*MATERIAL FOR THE TASK*.

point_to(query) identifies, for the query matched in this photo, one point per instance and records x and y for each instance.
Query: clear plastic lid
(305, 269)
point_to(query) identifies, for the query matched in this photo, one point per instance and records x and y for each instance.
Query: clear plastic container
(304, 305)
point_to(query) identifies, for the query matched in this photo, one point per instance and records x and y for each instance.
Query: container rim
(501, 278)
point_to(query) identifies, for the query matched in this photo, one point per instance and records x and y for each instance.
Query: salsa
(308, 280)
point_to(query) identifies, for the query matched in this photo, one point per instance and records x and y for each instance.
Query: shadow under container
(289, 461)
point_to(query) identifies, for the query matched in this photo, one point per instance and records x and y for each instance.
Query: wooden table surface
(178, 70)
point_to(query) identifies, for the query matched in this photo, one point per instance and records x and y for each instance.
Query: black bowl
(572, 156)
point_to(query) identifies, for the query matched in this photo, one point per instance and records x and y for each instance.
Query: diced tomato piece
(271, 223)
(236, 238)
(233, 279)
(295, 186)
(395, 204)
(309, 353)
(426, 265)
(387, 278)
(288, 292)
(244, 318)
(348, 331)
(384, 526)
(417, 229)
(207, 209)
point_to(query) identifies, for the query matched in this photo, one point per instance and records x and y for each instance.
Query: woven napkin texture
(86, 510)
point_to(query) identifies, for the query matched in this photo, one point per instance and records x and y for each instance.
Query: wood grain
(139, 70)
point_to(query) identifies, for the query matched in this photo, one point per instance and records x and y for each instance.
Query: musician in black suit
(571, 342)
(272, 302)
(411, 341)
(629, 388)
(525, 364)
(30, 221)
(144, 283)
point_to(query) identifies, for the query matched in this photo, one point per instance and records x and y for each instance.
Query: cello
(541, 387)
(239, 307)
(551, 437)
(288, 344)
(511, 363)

---

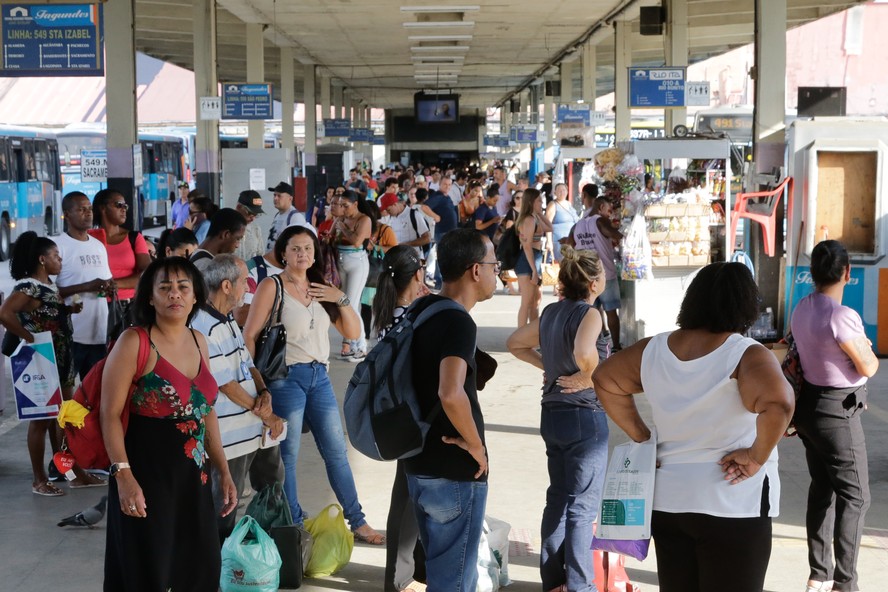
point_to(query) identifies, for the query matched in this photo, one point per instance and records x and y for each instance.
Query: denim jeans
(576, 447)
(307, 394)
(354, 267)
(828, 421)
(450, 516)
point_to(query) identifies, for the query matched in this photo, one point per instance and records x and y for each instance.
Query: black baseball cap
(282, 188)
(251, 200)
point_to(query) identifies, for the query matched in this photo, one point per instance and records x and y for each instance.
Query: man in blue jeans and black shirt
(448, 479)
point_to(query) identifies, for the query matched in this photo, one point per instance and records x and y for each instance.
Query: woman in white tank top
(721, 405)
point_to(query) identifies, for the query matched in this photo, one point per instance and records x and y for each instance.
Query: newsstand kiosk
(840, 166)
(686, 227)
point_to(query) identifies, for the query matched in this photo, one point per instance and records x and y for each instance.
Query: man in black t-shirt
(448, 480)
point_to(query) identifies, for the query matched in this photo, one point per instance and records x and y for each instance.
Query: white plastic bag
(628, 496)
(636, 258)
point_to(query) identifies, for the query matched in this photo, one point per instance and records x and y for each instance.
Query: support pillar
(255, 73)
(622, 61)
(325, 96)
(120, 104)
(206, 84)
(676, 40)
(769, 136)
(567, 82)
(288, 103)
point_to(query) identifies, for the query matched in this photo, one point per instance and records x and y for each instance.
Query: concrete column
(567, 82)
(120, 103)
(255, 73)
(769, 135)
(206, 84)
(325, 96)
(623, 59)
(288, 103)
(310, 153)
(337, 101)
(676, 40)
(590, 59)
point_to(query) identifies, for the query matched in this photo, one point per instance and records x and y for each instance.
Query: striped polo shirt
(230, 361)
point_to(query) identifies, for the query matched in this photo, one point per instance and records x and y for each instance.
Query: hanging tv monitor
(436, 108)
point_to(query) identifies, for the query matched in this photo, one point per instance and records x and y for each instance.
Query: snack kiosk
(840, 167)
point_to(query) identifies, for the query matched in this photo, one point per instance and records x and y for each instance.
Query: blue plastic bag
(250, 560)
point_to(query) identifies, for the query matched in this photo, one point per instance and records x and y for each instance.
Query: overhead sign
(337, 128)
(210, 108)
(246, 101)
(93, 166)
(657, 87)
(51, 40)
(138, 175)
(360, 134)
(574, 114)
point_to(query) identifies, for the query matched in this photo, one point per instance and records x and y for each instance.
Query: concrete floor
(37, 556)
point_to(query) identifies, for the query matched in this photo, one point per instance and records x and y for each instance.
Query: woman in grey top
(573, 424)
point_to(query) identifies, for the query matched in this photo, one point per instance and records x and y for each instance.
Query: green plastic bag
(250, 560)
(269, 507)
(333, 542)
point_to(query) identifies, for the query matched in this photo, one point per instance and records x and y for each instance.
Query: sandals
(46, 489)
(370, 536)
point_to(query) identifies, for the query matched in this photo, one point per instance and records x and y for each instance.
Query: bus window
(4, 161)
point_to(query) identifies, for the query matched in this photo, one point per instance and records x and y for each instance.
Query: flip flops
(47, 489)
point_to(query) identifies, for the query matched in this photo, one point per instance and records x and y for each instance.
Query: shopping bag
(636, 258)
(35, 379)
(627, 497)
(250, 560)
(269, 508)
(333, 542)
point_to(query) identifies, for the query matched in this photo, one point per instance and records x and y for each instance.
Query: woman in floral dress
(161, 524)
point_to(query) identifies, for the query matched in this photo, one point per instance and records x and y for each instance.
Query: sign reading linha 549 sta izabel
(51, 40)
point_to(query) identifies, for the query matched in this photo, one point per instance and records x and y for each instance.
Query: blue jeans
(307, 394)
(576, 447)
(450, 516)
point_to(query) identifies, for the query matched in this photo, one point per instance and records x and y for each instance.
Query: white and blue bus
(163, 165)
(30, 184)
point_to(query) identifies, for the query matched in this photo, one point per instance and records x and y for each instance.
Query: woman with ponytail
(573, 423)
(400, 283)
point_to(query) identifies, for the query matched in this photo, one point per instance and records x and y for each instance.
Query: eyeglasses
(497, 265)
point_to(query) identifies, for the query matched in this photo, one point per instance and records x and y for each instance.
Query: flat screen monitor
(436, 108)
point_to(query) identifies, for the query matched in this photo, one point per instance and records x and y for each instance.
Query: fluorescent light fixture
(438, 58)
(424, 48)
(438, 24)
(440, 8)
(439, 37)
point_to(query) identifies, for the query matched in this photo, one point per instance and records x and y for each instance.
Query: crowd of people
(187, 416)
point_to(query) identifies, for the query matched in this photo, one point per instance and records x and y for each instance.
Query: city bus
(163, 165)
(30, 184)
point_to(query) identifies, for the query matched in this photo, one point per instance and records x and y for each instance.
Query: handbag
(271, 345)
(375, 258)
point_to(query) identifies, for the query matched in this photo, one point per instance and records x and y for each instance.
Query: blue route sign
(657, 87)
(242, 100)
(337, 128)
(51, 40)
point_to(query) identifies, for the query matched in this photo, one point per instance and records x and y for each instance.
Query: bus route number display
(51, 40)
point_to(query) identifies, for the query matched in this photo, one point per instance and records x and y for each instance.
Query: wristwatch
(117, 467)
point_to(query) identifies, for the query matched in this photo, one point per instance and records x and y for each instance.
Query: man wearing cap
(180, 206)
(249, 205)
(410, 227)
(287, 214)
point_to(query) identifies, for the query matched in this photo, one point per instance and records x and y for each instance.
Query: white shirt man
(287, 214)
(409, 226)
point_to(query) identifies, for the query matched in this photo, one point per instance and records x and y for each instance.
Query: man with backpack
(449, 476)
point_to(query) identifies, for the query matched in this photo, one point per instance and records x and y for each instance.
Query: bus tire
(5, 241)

*REQUIRED TASK*. Pull out every line in the entries above that contains the string "with", and copy each one in full. Case counts.

*SOLUTION FOR THIS TASK*.
Query: woman with ponytail
Query: man with backpack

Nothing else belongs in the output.